** begin Extracted entries **
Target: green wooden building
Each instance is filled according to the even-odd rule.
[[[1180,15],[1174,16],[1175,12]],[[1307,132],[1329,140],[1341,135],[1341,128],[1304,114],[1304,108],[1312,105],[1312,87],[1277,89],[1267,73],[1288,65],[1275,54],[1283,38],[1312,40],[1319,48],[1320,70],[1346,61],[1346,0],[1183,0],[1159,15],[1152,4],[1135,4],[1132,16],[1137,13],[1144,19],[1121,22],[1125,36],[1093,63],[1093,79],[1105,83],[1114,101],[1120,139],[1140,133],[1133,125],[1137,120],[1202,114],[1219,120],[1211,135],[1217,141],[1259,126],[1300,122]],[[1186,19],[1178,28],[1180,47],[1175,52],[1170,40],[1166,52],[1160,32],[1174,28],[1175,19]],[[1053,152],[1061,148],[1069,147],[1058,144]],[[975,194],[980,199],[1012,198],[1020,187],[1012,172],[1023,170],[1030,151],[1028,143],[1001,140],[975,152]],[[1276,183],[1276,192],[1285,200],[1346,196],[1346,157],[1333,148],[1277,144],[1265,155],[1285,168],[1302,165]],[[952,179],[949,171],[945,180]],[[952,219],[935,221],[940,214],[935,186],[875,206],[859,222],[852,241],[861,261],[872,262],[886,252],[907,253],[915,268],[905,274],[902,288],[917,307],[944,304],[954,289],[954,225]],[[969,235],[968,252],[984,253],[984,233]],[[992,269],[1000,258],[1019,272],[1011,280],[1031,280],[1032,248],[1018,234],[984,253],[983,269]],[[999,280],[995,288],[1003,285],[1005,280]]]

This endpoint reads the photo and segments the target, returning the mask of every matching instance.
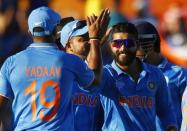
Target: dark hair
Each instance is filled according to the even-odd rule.
[[[45,30],[44,30],[44,28],[42,28],[42,27],[34,27],[33,28],[33,32],[44,32]]]
[[[134,26],[134,24],[132,23],[123,22],[123,23],[118,23],[114,25],[111,30],[111,35],[113,35],[114,33],[119,33],[119,32],[131,34],[134,36],[135,39],[138,39],[138,31],[136,27]]]
[[[73,17],[65,17],[60,20],[60,23],[57,24],[53,30],[53,34],[56,39],[60,39],[60,31],[61,29],[69,22],[74,21],[75,19]]]
[[[141,42],[152,41],[151,44],[154,44],[153,46],[154,51],[160,53],[160,35],[157,29],[155,28],[155,26],[147,21],[138,21],[136,22],[135,26],[138,30],[140,45]],[[140,38],[141,35],[150,35],[150,34],[152,34],[154,37]]]

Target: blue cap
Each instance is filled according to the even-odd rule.
[[[31,12],[28,18],[29,31],[33,36],[51,35],[55,26],[60,22],[60,15],[52,9],[42,6]],[[43,31],[33,32],[35,27],[43,28]]]
[[[66,47],[68,40],[73,36],[81,36],[88,33],[88,27],[85,21],[74,20],[67,23],[61,30],[60,42]]]
[[[121,13],[112,11],[110,13],[110,21],[108,24],[108,28],[113,27],[114,25],[117,25],[122,22],[128,22],[128,19]]]

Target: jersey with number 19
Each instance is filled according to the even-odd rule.
[[[0,71],[0,95],[12,100],[13,130],[73,131],[72,85],[86,87],[94,73],[52,43],[33,43]]]

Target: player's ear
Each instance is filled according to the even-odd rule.
[[[29,37],[31,37],[32,38],[32,34],[31,34],[31,32],[28,30],[28,32],[27,32],[28,34],[29,34]]]
[[[70,42],[68,42],[66,44],[65,50],[66,50],[67,53],[73,53],[73,47],[72,47],[72,44]]]

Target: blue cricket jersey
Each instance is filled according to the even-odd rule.
[[[182,124],[181,131],[187,131],[187,88],[182,96]]]
[[[75,131],[99,131],[102,128],[103,112],[99,98],[100,88],[83,90],[77,83],[73,87]]]
[[[158,68],[163,72],[168,87],[170,88],[171,98],[174,106],[174,113],[177,118],[178,130],[180,130],[182,122],[181,102],[182,95],[187,87],[186,76],[184,69],[168,62],[165,58],[162,58]],[[157,131],[164,130],[162,125],[157,121]]]
[[[13,101],[13,127],[74,131],[74,82],[86,87],[94,73],[80,58],[53,43],[33,43],[9,57],[0,71],[0,95]]]
[[[165,129],[176,125],[171,96],[162,72],[141,63],[138,82],[113,62],[105,68],[101,103],[104,108],[103,131],[154,131],[156,115]]]

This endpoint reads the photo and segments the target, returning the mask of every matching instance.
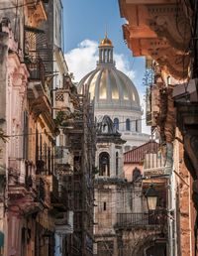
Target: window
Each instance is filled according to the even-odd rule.
[[[107,152],[99,155],[99,176],[110,176],[110,157]]]
[[[131,130],[131,125],[130,125],[130,119],[129,118],[126,120],[126,130],[127,131]]]
[[[133,182],[141,182],[141,171],[136,167],[133,171]]]
[[[119,130],[119,119],[118,118],[114,118],[114,127],[116,128],[116,130]]]
[[[116,176],[118,176],[118,162],[119,158],[118,158],[118,152],[116,152]]]
[[[106,209],[107,209],[107,203],[106,203],[106,201],[104,201],[103,210],[106,210]]]
[[[136,132],[139,131],[139,120],[136,120]]]

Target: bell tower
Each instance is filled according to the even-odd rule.
[[[114,64],[113,60],[113,44],[110,39],[107,38],[107,33],[105,38],[101,40],[99,45],[99,62],[98,64]]]

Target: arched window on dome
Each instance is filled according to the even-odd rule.
[[[110,176],[110,156],[107,152],[99,155],[99,176]]]
[[[136,132],[139,132],[139,120],[136,120]]]
[[[119,119],[118,118],[114,118],[114,127],[116,128],[116,130],[119,130]]]
[[[129,118],[126,120],[126,130],[127,131],[131,130],[131,123],[130,123],[130,119]]]

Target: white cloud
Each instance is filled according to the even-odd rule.
[[[89,39],[83,40],[77,45],[75,49],[72,49],[65,54],[65,60],[69,67],[69,71],[73,72],[75,81],[80,79],[95,69],[96,62],[98,61],[98,43]],[[116,61],[116,67],[126,73],[132,80],[136,77],[136,72],[130,68],[129,62],[124,55],[114,53],[114,60]],[[140,93],[142,108],[144,109],[143,119],[146,118],[146,100],[144,93]],[[143,120],[143,132],[150,134],[150,127],[146,125],[146,120]]]
[[[95,69],[98,61],[98,43],[89,39],[83,40],[78,44],[77,48],[72,49],[65,54],[66,63],[69,71],[73,72],[75,81]],[[130,69],[129,62],[124,55],[114,54],[116,66],[119,70],[126,73],[131,79],[135,77],[135,71]]]

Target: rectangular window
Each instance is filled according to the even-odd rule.
[[[106,201],[104,201],[103,210],[106,210],[106,209],[107,209],[107,204],[106,204]]]

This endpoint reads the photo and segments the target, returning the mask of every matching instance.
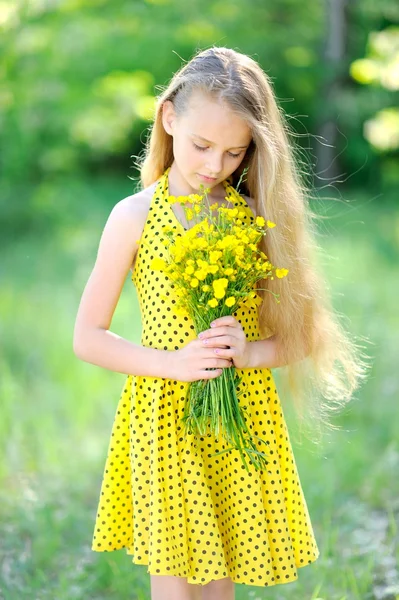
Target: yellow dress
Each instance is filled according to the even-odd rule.
[[[169,169],[152,197],[132,280],[141,345],[173,351],[196,333],[191,319],[175,314],[167,276],[150,269],[153,258],[165,258],[162,228],[184,232],[168,202]],[[229,202],[253,220],[228,180],[224,187]],[[248,341],[261,339],[255,306],[241,306],[234,317]],[[92,550],[125,548],[152,575],[201,585],[225,577],[254,586],[289,583],[298,579],[299,567],[318,558],[273,375],[266,368],[237,373],[246,390],[239,401],[247,406],[249,428],[269,442],[260,447],[270,456],[269,471],[256,471],[250,461],[246,471],[238,450],[210,457],[227,447],[222,436],[208,434],[195,444],[188,434],[184,440],[187,382],[128,375],[112,427]]]

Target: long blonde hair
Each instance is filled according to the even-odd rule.
[[[340,315],[331,305],[323,279],[316,243],[316,215],[307,199],[290,130],[277,105],[272,83],[258,63],[245,54],[223,47],[198,51],[157,97],[154,121],[143,156],[136,163],[145,188],[171,166],[172,137],[162,124],[162,105],[174,104],[182,115],[193,91],[221,99],[252,131],[244,160],[232,174],[236,187],[244,169],[240,193],[256,202],[257,215],[277,227],[269,229],[260,248],[273,265],[289,269],[287,277],[262,280],[258,288],[263,302],[258,309],[264,338],[276,334],[277,358],[284,393],[292,398],[301,425],[310,425],[312,440],[323,422],[336,429],[327,416],[342,408],[366,377],[366,358],[345,332]],[[280,295],[277,303],[267,290]]]

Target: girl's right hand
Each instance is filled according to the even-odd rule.
[[[221,347],[227,348],[227,346]],[[188,382],[215,379],[221,375],[224,368],[231,366],[233,366],[231,359],[217,357],[215,347],[207,348],[201,340],[195,339],[172,353],[169,378]],[[206,369],[214,370],[206,371]]]

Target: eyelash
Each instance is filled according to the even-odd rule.
[[[202,146],[197,146],[197,144],[194,144],[194,142],[193,142],[193,145],[197,150],[200,150],[201,152],[204,152],[207,149],[207,148],[203,148]],[[229,154],[232,158],[238,158],[240,156],[241,152],[239,152],[238,154],[232,154],[231,152],[229,152]]]

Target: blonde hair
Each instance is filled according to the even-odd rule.
[[[354,335],[349,338],[332,308],[318,266],[321,248],[315,241],[316,215],[307,202],[310,190],[301,180],[270,78],[255,60],[229,48],[212,47],[198,51],[174,74],[157,97],[144,155],[136,163],[142,186],[159,179],[174,160],[172,137],[162,124],[163,103],[171,100],[179,117],[193,91],[224,101],[251,128],[252,142],[230,180],[236,187],[248,169],[240,193],[255,200],[257,215],[277,224],[260,248],[273,265],[289,269],[287,277],[259,282],[258,288],[266,288],[258,291],[263,300],[259,327],[264,338],[276,334],[277,358],[285,365],[280,369],[284,393],[291,396],[300,424],[310,425],[314,441],[322,422],[337,429],[328,413],[351,399],[368,366]],[[267,290],[279,294],[280,303]]]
** end Extracted entries **
Please write out, unchanged, the lines from the one containing "Target: eyelash" through the final line.

» **Exercise output**:
Target: eyelash
Each instance is filled according to the even-odd rule.
[[[202,146],[197,146],[197,144],[194,144],[194,142],[193,142],[193,145],[197,150],[200,150],[201,152],[204,152],[207,149],[207,148],[203,148]],[[229,154],[232,158],[238,158],[240,156],[241,152],[239,152],[238,154],[232,154],[231,152],[229,152]]]

Target: blonde hair
Each instance is filled according to the even-odd rule.
[[[354,335],[349,338],[332,308],[318,266],[321,248],[315,241],[316,215],[307,202],[310,190],[301,180],[270,78],[255,60],[229,48],[212,47],[198,51],[174,74],[157,97],[144,155],[136,163],[142,186],[159,179],[174,160],[172,137],[162,124],[163,103],[171,100],[179,117],[193,91],[224,101],[251,128],[252,142],[230,180],[236,187],[248,169],[240,193],[255,200],[257,215],[277,224],[260,248],[273,265],[289,269],[287,277],[259,282],[258,288],[266,288],[258,291],[263,300],[259,327],[264,338],[276,334],[277,358],[285,365],[280,369],[284,393],[291,396],[300,424],[310,425],[314,441],[322,422],[337,429],[328,413],[351,399],[368,366]],[[267,290],[279,294],[280,303]]]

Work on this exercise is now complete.